▸ **What to work on**: Extract every line of the items below that contains the string "steel", matching case exactly.
================================
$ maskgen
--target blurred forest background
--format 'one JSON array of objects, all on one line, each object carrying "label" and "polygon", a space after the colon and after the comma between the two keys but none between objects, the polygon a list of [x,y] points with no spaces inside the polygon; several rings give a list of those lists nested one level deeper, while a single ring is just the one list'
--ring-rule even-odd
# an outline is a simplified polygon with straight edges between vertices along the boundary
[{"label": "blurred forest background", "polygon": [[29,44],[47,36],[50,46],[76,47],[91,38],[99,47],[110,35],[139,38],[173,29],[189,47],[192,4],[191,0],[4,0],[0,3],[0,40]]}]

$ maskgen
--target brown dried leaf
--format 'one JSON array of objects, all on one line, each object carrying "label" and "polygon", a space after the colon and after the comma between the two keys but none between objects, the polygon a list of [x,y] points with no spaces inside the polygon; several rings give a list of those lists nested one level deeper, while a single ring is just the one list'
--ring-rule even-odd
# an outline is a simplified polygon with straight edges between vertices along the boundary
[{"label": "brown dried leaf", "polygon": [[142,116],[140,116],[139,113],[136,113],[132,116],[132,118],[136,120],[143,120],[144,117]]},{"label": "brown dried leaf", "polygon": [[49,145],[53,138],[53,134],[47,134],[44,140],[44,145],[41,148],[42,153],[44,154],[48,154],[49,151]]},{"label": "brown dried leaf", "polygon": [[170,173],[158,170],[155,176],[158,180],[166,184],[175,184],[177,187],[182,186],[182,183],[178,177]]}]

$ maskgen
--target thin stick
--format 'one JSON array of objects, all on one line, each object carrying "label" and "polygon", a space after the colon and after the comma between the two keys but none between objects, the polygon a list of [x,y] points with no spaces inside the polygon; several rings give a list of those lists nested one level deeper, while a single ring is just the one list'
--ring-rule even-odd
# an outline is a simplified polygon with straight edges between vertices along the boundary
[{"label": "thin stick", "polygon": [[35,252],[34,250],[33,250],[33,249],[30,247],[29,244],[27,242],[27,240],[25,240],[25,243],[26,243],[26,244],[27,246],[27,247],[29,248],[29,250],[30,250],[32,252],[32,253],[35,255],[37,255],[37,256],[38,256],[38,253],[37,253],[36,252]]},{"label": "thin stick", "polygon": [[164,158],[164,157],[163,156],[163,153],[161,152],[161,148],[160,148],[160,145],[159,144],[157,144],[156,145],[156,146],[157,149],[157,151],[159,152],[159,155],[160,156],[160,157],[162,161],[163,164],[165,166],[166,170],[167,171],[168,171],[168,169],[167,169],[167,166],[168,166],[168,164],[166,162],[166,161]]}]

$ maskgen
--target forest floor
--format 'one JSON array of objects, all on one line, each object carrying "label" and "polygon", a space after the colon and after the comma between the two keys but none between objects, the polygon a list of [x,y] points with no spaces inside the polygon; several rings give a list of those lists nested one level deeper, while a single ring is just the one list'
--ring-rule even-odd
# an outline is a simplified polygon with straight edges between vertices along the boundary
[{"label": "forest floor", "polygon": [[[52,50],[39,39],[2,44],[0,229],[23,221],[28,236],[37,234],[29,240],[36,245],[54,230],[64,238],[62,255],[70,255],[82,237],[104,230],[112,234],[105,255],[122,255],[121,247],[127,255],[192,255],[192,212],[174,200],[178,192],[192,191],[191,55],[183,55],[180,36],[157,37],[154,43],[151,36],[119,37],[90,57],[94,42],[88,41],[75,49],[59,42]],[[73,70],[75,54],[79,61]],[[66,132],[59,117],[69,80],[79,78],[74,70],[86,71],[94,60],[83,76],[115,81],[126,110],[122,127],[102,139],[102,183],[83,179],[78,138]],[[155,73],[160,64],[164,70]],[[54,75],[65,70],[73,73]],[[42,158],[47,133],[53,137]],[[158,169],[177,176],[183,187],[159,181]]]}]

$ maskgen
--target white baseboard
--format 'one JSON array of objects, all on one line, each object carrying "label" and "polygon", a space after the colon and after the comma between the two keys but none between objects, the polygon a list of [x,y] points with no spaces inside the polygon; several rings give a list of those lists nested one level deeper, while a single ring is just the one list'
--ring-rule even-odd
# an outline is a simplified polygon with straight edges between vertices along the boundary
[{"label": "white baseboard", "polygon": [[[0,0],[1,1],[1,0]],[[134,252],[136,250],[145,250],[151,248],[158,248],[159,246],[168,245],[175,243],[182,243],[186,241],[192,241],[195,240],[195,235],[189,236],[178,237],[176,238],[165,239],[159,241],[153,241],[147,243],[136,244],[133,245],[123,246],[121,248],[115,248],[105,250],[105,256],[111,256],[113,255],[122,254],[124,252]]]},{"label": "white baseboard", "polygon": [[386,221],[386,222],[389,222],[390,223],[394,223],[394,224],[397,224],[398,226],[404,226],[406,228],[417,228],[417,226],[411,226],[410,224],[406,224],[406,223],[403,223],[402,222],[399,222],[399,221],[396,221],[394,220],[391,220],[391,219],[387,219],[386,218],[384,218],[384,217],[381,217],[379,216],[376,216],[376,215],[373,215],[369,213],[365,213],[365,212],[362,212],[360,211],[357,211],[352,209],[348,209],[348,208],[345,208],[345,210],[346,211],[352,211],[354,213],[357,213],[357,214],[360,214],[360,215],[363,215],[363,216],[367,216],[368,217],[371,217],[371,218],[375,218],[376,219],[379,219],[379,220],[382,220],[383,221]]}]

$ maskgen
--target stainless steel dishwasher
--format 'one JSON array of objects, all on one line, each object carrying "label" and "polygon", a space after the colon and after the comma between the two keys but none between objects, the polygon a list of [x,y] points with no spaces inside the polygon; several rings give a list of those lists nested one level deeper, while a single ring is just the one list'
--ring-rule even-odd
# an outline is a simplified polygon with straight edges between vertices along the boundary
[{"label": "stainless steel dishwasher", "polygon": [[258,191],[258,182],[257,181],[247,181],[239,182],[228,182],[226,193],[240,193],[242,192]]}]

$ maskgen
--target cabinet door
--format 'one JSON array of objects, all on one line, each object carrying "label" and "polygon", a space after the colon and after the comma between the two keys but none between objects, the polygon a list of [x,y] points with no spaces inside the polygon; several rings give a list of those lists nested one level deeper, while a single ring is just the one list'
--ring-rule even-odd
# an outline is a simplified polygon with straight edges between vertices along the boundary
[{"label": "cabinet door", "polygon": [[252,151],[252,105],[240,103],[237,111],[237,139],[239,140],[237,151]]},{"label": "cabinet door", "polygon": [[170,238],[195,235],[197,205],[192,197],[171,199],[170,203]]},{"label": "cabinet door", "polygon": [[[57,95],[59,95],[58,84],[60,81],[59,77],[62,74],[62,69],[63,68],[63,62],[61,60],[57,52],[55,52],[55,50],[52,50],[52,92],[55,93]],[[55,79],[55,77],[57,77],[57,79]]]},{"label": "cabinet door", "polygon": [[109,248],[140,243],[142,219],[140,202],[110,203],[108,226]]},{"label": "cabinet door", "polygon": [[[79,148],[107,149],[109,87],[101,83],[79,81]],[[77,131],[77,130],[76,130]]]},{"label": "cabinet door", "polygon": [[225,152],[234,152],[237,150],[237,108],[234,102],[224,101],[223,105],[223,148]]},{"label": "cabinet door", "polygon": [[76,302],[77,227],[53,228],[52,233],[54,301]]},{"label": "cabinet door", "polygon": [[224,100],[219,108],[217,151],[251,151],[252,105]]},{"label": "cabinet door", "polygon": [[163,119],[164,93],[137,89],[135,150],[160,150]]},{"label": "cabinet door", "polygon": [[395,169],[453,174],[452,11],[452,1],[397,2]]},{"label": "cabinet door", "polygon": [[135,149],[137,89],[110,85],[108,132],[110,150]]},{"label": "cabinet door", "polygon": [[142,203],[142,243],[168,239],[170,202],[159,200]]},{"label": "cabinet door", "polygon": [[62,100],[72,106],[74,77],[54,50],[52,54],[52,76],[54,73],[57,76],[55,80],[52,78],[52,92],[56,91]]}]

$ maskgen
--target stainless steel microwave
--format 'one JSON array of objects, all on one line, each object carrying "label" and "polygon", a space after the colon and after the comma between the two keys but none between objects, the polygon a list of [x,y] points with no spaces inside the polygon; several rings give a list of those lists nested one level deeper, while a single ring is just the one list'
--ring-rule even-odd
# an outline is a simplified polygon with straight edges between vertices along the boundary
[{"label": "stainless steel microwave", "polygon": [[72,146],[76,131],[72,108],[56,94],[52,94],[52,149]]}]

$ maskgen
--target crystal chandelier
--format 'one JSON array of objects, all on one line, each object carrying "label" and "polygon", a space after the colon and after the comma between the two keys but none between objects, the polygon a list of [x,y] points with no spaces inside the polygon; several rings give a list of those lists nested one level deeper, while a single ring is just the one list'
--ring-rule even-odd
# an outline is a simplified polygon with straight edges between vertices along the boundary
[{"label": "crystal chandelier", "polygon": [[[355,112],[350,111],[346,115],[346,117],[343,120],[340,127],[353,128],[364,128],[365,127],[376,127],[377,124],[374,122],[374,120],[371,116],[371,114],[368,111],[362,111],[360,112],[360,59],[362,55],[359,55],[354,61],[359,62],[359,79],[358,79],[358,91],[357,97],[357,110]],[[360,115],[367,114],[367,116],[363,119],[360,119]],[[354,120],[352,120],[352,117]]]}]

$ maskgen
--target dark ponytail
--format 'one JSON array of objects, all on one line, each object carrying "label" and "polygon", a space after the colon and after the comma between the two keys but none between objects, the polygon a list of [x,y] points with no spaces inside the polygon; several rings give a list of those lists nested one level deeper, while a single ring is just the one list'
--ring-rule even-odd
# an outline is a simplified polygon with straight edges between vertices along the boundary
================================
▸ **Reply**:
--target stainless steel dishwasher
[{"label": "stainless steel dishwasher", "polygon": [[258,191],[258,182],[257,181],[247,181],[239,182],[228,182],[226,193],[240,193],[242,192]]}]
--target stainless steel microwave
[{"label": "stainless steel microwave", "polygon": [[72,146],[76,131],[72,108],[56,94],[52,94],[52,149]]}]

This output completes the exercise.